_WHAT TO DO_
A. In the passage on visual relationship results, retype the text starting with "A major limitation" and going on through "or incorrect (red).".
B. Does the passage on visual relationship results agree with each statement below? Answer yes or no for each, quoting the words from the passage that decide it.
(i) A random classifier would reach an R@100 of roughly 0.026%.
(ii) Class selective mini-batch construction gives better R@50 and R@100 than standard mini-batching.
(iii) The multitask model scores significantly better than the single-task setting.
C. According to the passage on visual relationship results, what are the elements of a visual relationship triplet?
**** DOCUMENT PASSAGE
Table II lists results from the different models predicting full (subject, predicate, object) triplets. R@50 and R@100 on the test set are reported, as is standard in the literature, and we remind the reader that there are 700,000 possible classes in this case and a random classifier would get an R@100 of about 0.026%. The results are quite similar to related work, but since we focus only on the labelling of visual relationships, and not on the localisation of individual objects, a direct comparison would not mean much. Sensitivity to the tight bounding box assumption is evaluated in section V-D.



As before, standard mini-batching produces better R@50 and R@100 compared to class selective mini-batch construction. However, when focusing only on the long tail-end of the distribution (as explained at the end of section IV-C), we find that mini-batch construction does offer an improvement.

One may postulate that the predicate is most representative of the visual relationship, but it appears that mini-batch construction with the object labels is a better strategy. The ResNet-18 layers might have an influence here, since they were pre-trained for object classification and thus potentially less suited for the more abstract concept of a predicate. With that in mind, one may expect to gain a similar benefit from subject-based mini-batch construction, but as before the severity of the long tail over subject labels hinders learning.

A fundamental difference between the single- and multitask settings is that the latter receives training signals from all three elements of the visual relationship triplet simultaneously. In some sense the multitask model learns to perceive the full visual relationship, yet does not yield significantly better scores compared to the single-task setting. This shows that it is not immediately obvious that multitask learning will give improved metrics, which again corroborates previous findings [27].

A major limitation of these quantitative evaluations is that they compare model predictions to a particular ground truth label, despite the fact that visual relationships are often ambiguous and a prediction different from the ground truth may therefore not be completely wrong.

B. Behaviour analysis

The evaluations above were concerned with whether the correct (ground truth) triplet occurs in the top 50 or top 100 predicted triplets. If this is not the case, there are a few specific outcomes that may still be of interest. To gain deeper insights into the behaviour of the models we consider five mutually exclusive events, each predicated on all preceding events not taking place. The following list describes each event, where the predicate element is coloured according to whether it is correct (green) or incorrect (red).

1) subject, predicate, object: The correct visual relationship triplet occurs in the top 50 predictions. This is what is picked up when R@50 is determined.

2) subject, predicate, object: Event 1 does not occur, but the correct subject and object appear together in the top 50 predictions with an incorrect predicate.

3) object, predicate, subject: Events 1 and 2 do not occur, but the three correct elements appear together in the top 50 with the subject and object swapped.

4) object, predicate, subject: Events 1, 2 and 3 do not occur, but the correct subject and object appear together in the top 50, swapped and with an incorrect predicate.

5) other: Events 1, 2, 3 and 4 do not occur, that is, the correct subject and object do not appear together (in order or swapped) in the top 50 predictions.
********
**** RECORDED INFORMATION
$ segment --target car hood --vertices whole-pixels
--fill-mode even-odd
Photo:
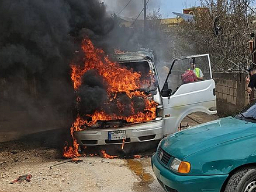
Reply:
[[[160,145],[172,156],[184,159],[201,150],[254,134],[256,123],[227,117],[170,135]]]

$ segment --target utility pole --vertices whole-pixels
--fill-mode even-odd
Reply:
[[[144,31],[147,31],[147,0],[144,0]]]

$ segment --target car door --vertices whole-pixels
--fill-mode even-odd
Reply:
[[[200,62],[205,65],[202,80],[184,83],[181,82],[181,74],[187,70],[189,62]],[[181,64],[181,63],[182,64]],[[182,70],[183,66],[184,69]],[[176,69],[176,70],[174,70]],[[206,74],[207,73],[207,74]],[[177,83],[177,82],[180,83]],[[177,86],[175,91],[172,88]],[[182,120],[188,115],[195,112],[203,112],[209,115],[216,114],[216,97],[215,83],[212,79],[209,54],[190,56],[175,59],[161,91],[164,106],[164,134],[178,131]]]

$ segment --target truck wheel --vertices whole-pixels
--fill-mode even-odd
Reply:
[[[256,167],[243,168],[234,173],[227,182],[224,192],[256,191]]]

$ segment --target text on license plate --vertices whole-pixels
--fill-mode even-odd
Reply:
[[[108,131],[108,133],[109,140],[117,140],[126,138],[125,130]]]

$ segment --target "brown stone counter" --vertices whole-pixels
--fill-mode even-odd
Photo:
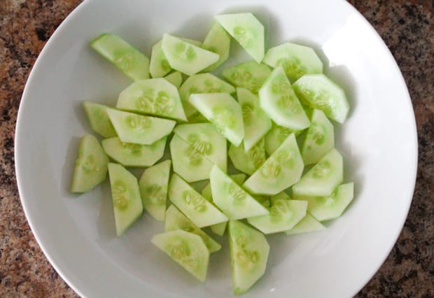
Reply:
[[[326,1],[326,0],[318,0]],[[0,0],[0,297],[76,297],[36,242],[15,176],[17,111],[43,45],[80,0]],[[351,0],[393,54],[417,122],[419,169],[408,218],[358,297],[434,297],[434,2]],[[393,108],[393,107],[391,107]]]

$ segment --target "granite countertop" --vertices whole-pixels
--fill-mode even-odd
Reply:
[[[30,70],[80,0],[0,0],[0,297],[76,297],[46,260],[18,192],[13,141]],[[399,239],[360,297],[434,297],[434,2],[351,0],[382,36],[408,85],[419,136],[413,202]],[[391,107],[393,108],[393,107]]]

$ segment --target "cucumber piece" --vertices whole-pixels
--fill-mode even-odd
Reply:
[[[267,51],[262,62],[272,67],[281,66],[291,82],[307,73],[322,73],[323,62],[314,49],[285,43]]]
[[[237,97],[243,112],[244,150],[250,150],[271,129],[271,120],[260,106],[259,99],[244,88],[237,88]]]
[[[191,94],[189,101],[235,146],[244,138],[241,106],[227,93]]]
[[[205,281],[209,250],[200,236],[178,229],[155,235],[150,242],[199,281]]]
[[[164,34],[162,49],[170,66],[192,76],[218,61],[220,55]]]
[[[229,222],[234,294],[244,294],[265,272],[270,245],[260,232],[237,220]]]
[[[198,227],[227,220],[223,213],[176,173],[169,183],[169,198]]]
[[[91,101],[83,101],[83,106],[90,127],[94,132],[104,138],[111,138],[118,135],[107,114],[107,110],[110,109],[110,107]]]
[[[85,134],[80,140],[71,192],[86,192],[106,180],[108,157],[97,138]]]
[[[167,119],[144,116],[123,111],[107,111],[120,141],[151,145],[170,134],[176,122]]]
[[[333,125],[322,111],[314,110],[311,125],[302,146],[305,165],[316,164],[335,147]]]
[[[264,57],[264,26],[251,13],[220,15],[216,20],[258,63]]]
[[[118,164],[108,164],[108,176],[116,235],[122,236],[141,215],[143,205],[137,178]]]
[[[234,182],[218,166],[209,175],[213,201],[231,220],[269,214],[255,199]]]
[[[340,123],[346,119],[349,104],[345,92],[323,74],[303,76],[293,87],[306,105],[321,110],[327,117]]]
[[[184,111],[188,118],[199,113],[189,102],[190,95],[198,93],[234,93],[235,88],[211,73],[199,73],[190,76],[179,88]]]
[[[307,211],[318,220],[339,218],[354,197],[354,183],[341,184],[328,196],[309,197],[294,194],[297,199],[307,201]]]
[[[282,66],[277,66],[259,90],[260,106],[276,124],[300,130],[310,122]]]
[[[178,90],[162,78],[133,83],[120,92],[116,108],[187,121]]]
[[[253,194],[276,194],[298,181],[304,167],[295,136],[293,134],[247,179],[243,186]]]
[[[149,59],[115,34],[102,34],[90,46],[132,80],[149,78]]]
[[[167,82],[170,83],[176,88],[179,88],[181,87],[181,84],[182,84],[182,73],[179,71],[174,71],[169,75],[166,76],[164,79],[166,79]]]
[[[294,134],[295,136],[301,134],[302,130],[293,130],[272,122],[272,128],[265,135],[265,151],[271,155],[284,143],[288,136]]]
[[[106,139],[102,148],[107,155],[125,166],[150,166],[160,160],[164,153],[166,141],[162,138],[152,145],[122,143],[119,138]]]
[[[293,199],[274,200],[270,215],[247,218],[249,224],[264,234],[279,233],[292,229],[305,215],[306,201]]]
[[[335,148],[293,186],[293,194],[328,196],[344,180],[342,155]]]
[[[178,125],[175,134],[188,143],[200,155],[227,171],[226,140],[211,123]]]
[[[260,141],[247,152],[243,143],[238,147],[230,145],[228,155],[235,169],[251,175],[265,162],[264,140]]]
[[[309,206],[309,204],[307,205]],[[310,232],[321,231],[326,229],[320,222],[316,220],[314,217],[307,213],[303,218],[291,229],[285,232],[287,235],[294,235],[295,234],[309,233]]]
[[[139,180],[144,208],[157,220],[164,220],[170,159],[146,169]]]
[[[170,141],[174,171],[188,182],[208,179],[214,164],[175,134]]]
[[[214,253],[221,249],[221,246],[218,242],[196,227],[179,209],[174,205],[170,205],[166,211],[164,232],[175,231],[176,229],[183,229],[186,232],[200,236],[210,253]]]
[[[258,94],[270,74],[270,67],[255,61],[235,65],[224,69],[221,73],[221,76],[231,84],[246,88],[255,94]]]
[[[230,36],[220,24],[214,22],[211,26],[202,47],[220,55],[218,61],[204,69],[204,71],[212,71],[229,57]]]

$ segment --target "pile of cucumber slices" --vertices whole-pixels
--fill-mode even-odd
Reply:
[[[220,78],[211,71],[232,38],[253,59]],[[164,34],[150,59],[115,34],[91,46],[133,83],[115,107],[83,103],[104,139],[81,139],[71,191],[93,189],[108,171],[118,236],[146,211],[164,222],[150,241],[203,281],[221,248],[209,234],[227,230],[233,291],[242,294],[265,273],[264,234],[323,229],[353,199],[330,122],[343,123],[349,106],[313,49],[265,52],[264,27],[248,13],[216,16],[203,43]],[[167,143],[170,157],[158,163]],[[125,167],[146,169],[138,180]]]

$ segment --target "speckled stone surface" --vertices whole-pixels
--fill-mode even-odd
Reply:
[[[15,177],[17,111],[44,43],[80,0],[0,0],[0,297],[76,297],[47,261]],[[359,297],[434,297],[434,2],[351,0],[378,31],[408,85],[419,134],[413,203],[399,239]],[[339,281],[337,281],[339,283]]]

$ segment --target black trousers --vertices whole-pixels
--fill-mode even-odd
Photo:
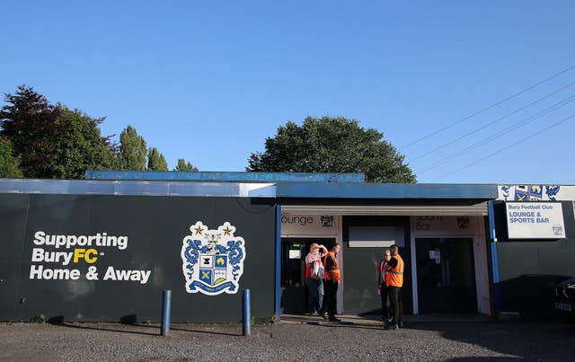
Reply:
[[[387,319],[391,315],[391,313],[390,313],[390,310],[389,310],[389,306],[387,305],[387,301],[388,301],[387,295],[388,295],[387,287],[385,287],[385,285],[384,284],[380,287],[381,316],[384,319]]]
[[[327,312],[327,315],[331,318],[335,316],[338,285],[339,283],[333,283],[330,280],[323,282],[323,311]]]
[[[389,302],[392,305],[394,319],[392,324],[398,325],[403,322],[403,305],[402,305],[402,288],[400,287],[387,287]]]

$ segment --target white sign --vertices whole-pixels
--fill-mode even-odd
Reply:
[[[475,229],[472,216],[411,216],[411,233],[416,236],[468,235]]]
[[[508,202],[505,207],[509,239],[565,238],[561,203]]]
[[[503,201],[575,200],[573,185],[498,185],[497,199]]]

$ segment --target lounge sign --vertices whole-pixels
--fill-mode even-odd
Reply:
[[[508,202],[509,239],[562,239],[563,209],[559,202]]]

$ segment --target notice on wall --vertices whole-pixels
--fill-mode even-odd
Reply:
[[[508,202],[509,239],[565,238],[563,209],[556,202]]]
[[[128,236],[97,233],[93,235],[34,233],[30,278],[38,280],[110,280],[147,283],[151,270],[108,266],[98,269],[98,260],[111,249],[126,251]],[[85,266],[88,266],[85,271]]]

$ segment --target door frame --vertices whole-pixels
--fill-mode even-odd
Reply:
[[[485,225],[483,216],[468,216],[472,220],[473,227],[466,232],[449,232],[447,230],[437,233],[419,232],[415,230],[413,220],[411,220],[410,246],[411,256],[411,296],[413,302],[413,314],[420,313],[418,274],[417,274],[417,253],[416,238],[470,238],[473,241],[473,271],[475,275],[475,295],[477,301],[477,313],[486,315],[491,314],[491,296],[489,287],[489,269],[487,259],[487,239],[485,237]]]

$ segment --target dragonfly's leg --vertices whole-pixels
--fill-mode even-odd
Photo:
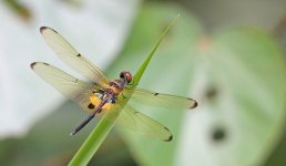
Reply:
[[[100,108],[100,110],[95,110],[92,114],[90,114],[89,116],[88,116],[88,118],[86,120],[84,120],[72,133],[71,133],[71,136],[72,135],[75,135],[78,132],[80,132],[94,116],[95,116],[95,114],[96,113],[100,113],[102,111],[102,108]]]

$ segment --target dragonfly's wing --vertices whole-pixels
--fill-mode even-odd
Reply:
[[[40,77],[53,85],[67,97],[70,97],[84,111],[93,111],[89,108],[89,97],[93,92],[100,90],[100,86],[86,84],[48,63],[34,62],[31,64],[31,68]]]
[[[171,94],[162,94],[142,89],[124,89],[123,95],[132,94],[131,101],[172,110],[191,110],[197,106],[196,101]]]
[[[103,73],[81,55],[61,34],[48,27],[41,27],[40,31],[45,42],[63,62],[99,85],[103,87],[109,85],[109,80]]]
[[[130,105],[124,106],[118,118],[118,124],[124,128],[165,142],[170,142],[173,138],[172,133],[166,127]]]

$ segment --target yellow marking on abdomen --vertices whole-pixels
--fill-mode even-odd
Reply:
[[[96,95],[91,95],[89,101],[96,107],[99,106],[99,104],[101,103],[101,98],[98,97]],[[111,108],[111,103],[105,103],[103,106],[102,106],[102,110],[103,111],[109,111]]]

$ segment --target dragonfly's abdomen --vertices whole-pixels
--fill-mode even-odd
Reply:
[[[102,100],[101,100],[98,95],[92,94],[92,95],[90,96],[89,101],[90,101],[89,108],[90,108],[91,111],[93,111],[93,110],[101,103]],[[112,105],[112,103],[105,103],[105,104],[102,106],[102,110],[103,110],[103,111],[108,111],[108,110],[111,108],[111,105]]]

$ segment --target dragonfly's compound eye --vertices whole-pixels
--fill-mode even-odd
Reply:
[[[131,83],[131,81],[132,81],[132,75],[131,75],[130,72],[125,72],[125,79],[126,79],[127,83]]]
[[[124,74],[125,72],[120,72],[120,77],[121,79],[124,79],[125,77],[125,74]]]
[[[120,73],[121,79],[125,79],[127,83],[132,81],[132,75],[130,72],[123,71]]]

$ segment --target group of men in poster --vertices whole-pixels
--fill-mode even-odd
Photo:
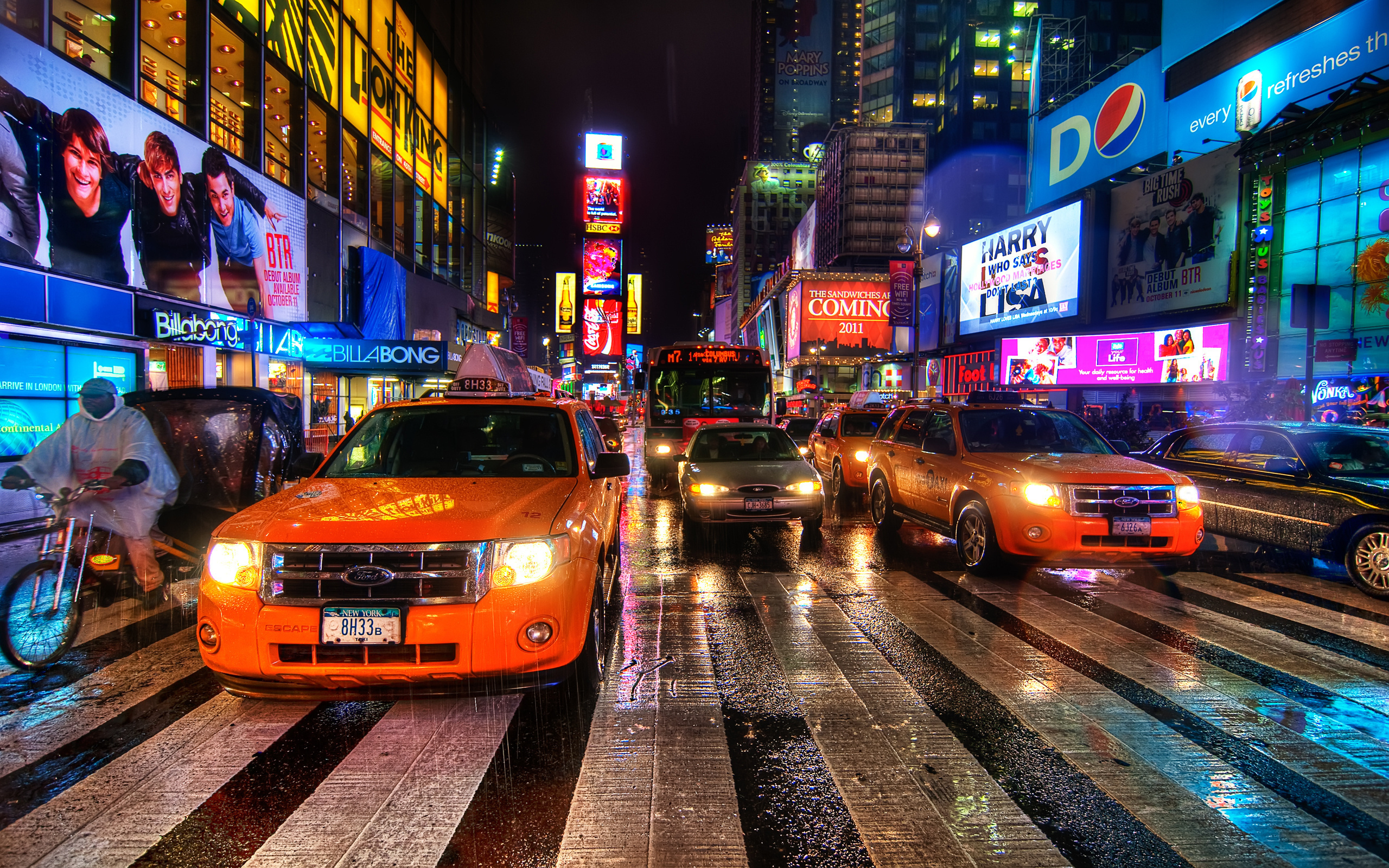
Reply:
[[[131,236],[144,286],[192,301],[204,297],[213,261],[226,304],[249,317],[264,310],[265,233],[260,218],[283,217],[208,147],[200,171],[185,172],[168,135],[154,131],[143,154],[114,153],[101,122],[85,108],[53,112],[0,78],[0,260],[24,265],[39,250],[39,204],[47,219],[53,269],[131,283],[121,233]],[[215,301],[221,301],[217,299]]]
********
_TASK-BY-TASK OUTPUTS_
A.
A major limitation of these quantitative evaluations is that they compare model predictions to a particular ground truth label, despite the fact that visual relationships are often ambiguous and a prediction different from the ground truth may therefore not be completely wrong.

B. Behaviour analysis

The evaluations above were concerned with whether the correct (ground truth) triplet occurs in the top 50 or top 100 predicted triplets. If this is not the case, there are a few specific outcomes that may still be of interest. To gain deeper insights into the behaviour of the models we consider five mutually exclusive events, each predicated on all preceding events not taking place. The following list describes each event, where the predicate element is coloured according to whether it is correct (green) or incorrect (red).

B.
(i) Yes: "a random classifier would get an R@100 of about 0.026%"
(ii) No: "standard mini-batching produces better R@50 and R@100 compared to class selective mini-batch construction"
(iii) No: "yet does not yield significantly better scores compared to the single-task setting"

C. subject, predicate, object